Goal of the exercise: Each record is to be printed again precisely as it reads.

[Point labeling examples]
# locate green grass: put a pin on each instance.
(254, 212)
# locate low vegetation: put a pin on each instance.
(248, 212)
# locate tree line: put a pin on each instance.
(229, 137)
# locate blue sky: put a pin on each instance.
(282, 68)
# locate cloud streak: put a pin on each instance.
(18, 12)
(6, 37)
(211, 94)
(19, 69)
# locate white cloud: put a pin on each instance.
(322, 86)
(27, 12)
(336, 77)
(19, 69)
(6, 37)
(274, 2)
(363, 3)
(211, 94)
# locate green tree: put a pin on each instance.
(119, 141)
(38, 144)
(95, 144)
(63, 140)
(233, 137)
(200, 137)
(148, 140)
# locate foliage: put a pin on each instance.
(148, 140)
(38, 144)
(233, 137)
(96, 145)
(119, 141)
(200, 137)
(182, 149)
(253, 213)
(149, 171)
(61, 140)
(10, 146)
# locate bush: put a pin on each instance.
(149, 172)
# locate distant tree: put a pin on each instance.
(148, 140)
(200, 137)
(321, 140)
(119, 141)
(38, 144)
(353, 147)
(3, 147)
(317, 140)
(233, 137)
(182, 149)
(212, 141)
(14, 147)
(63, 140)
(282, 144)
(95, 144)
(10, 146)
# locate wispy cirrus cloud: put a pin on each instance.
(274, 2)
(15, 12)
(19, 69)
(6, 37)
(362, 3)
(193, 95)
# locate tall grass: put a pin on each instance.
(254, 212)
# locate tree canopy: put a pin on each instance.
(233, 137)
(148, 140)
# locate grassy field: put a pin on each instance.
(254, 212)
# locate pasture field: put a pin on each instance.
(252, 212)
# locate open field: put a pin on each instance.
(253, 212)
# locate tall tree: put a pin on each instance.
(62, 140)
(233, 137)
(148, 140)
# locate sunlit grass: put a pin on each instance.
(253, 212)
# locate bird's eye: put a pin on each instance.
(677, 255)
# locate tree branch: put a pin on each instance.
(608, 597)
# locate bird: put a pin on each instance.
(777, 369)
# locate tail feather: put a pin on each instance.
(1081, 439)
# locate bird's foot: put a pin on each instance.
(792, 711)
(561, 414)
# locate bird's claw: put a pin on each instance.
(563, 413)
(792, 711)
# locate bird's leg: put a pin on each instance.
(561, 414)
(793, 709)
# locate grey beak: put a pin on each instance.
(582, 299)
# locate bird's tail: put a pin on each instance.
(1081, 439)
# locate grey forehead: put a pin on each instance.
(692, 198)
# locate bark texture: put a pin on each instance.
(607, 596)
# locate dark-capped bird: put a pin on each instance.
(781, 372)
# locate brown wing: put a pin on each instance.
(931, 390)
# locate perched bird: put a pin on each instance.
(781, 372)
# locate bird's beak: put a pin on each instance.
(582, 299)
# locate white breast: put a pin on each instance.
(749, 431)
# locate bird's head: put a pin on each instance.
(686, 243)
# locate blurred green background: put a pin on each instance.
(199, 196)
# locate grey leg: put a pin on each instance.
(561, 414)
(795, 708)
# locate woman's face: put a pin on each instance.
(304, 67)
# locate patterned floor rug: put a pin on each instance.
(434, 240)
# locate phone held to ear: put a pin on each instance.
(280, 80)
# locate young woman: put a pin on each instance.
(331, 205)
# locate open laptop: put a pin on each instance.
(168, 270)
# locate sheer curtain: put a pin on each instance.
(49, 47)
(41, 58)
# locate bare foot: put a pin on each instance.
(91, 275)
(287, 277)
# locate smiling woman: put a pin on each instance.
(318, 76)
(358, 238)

The completed task:
# locate green grass: put a pin on each instance.
(254, 212)
# locate low vegetation: put a pin on each instance.
(248, 212)
# locate tree line: put a pin on each instance.
(229, 137)
# locate blue sky: put a pin on each instance.
(282, 68)
# locate cloud streak: put a pin on each instance.
(18, 12)
(6, 37)
(211, 94)
(19, 69)
# locate white cloud: put a pin on each instance.
(322, 86)
(27, 12)
(336, 77)
(19, 69)
(6, 37)
(274, 2)
(363, 3)
(211, 94)
# locate green tree: put a pin on each instance.
(119, 141)
(38, 144)
(95, 144)
(63, 140)
(233, 137)
(200, 137)
(148, 140)
# locate foliage: put a pin on each instance.
(148, 140)
(38, 144)
(233, 137)
(96, 145)
(119, 141)
(200, 137)
(182, 149)
(253, 213)
(149, 171)
(61, 140)
(10, 146)
# locate bush: put a pin on each instance.
(149, 172)
# locate distant tree: put a pin on each instance.
(148, 140)
(200, 137)
(321, 140)
(119, 141)
(38, 144)
(353, 147)
(3, 147)
(317, 140)
(233, 137)
(182, 149)
(212, 141)
(14, 147)
(63, 140)
(282, 144)
(95, 144)
(10, 146)
# locate wispy cirrus cloud: put a pin on each instance.
(274, 2)
(15, 12)
(19, 69)
(6, 37)
(362, 3)
(193, 95)
# locate tall grass: put a pin on each instance.
(254, 212)
# locate tree canopy: put a pin on each instance.
(233, 137)
(148, 140)
# locate grassy field: put a pin on each instance.
(254, 212)
# locate pasture field: put a pin on each instance.
(252, 212)
# locate open field: put a pin on each instance.
(253, 212)
# locate tall tree: put a pin on each instance.
(62, 140)
(233, 137)
(148, 140)
# locate sunlit grass: put a pin on each instance.
(253, 212)
# locate bird's eye: put a pin on each instance.
(677, 255)
# locate tree branch: put a pin on each instance.
(608, 597)
# locate bird: put a pin on each instance.
(777, 369)
# locate tail feather: put a pin on each instance.
(1081, 439)
# locate bird's foot: put a pin on each instance.
(792, 711)
(561, 414)
# locate bird's claw: put a pin on each instance.
(563, 413)
(792, 711)
# locate bird's leg: put a pin on each instance.
(561, 414)
(793, 709)
# locate grey beak: put a pin on each instance.
(582, 299)
# locate bird's tail: put a pin on each instance.
(1081, 439)
# locate grey forehead: put a pin on each instance.
(692, 198)
# locate bark texture: put a pin on each instance.
(607, 596)
# locate dark-capped bird: put a pin on each instance.
(781, 372)
# locate brown wing: put a pin on each instance.
(931, 390)
# locate perched bird: put a pin on each instance.
(781, 372)
# locate bird's beak: put a pin on each instance.
(582, 299)
# locate white breast: put a pin on each instance.
(749, 431)
# locate bird's head: put a pin on each instance.
(686, 243)
# locate blurred green background: put a pin on each instance.
(199, 196)
# locate grey leg: put a pin on each instance.
(561, 414)
(795, 708)
# locate woman's face: put a pin on each instance.
(304, 67)
# locate patterned floor rug: put a pin on each instance.
(434, 240)
# locate phone held to ear: put a pin on each instance.
(280, 80)
# locate young woman: put a pin on each instance.
(331, 205)
# locate open laptop: put a pin on each instance.
(168, 270)
# locate sheer curtain: put a pin on each instance.
(49, 47)
(41, 58)
# locate bare foot: put a pin on each instance.
(91, 275)
(287, 277)
# locate smiling woman: put a pin on each instance.
(318, 76)
(358, 238)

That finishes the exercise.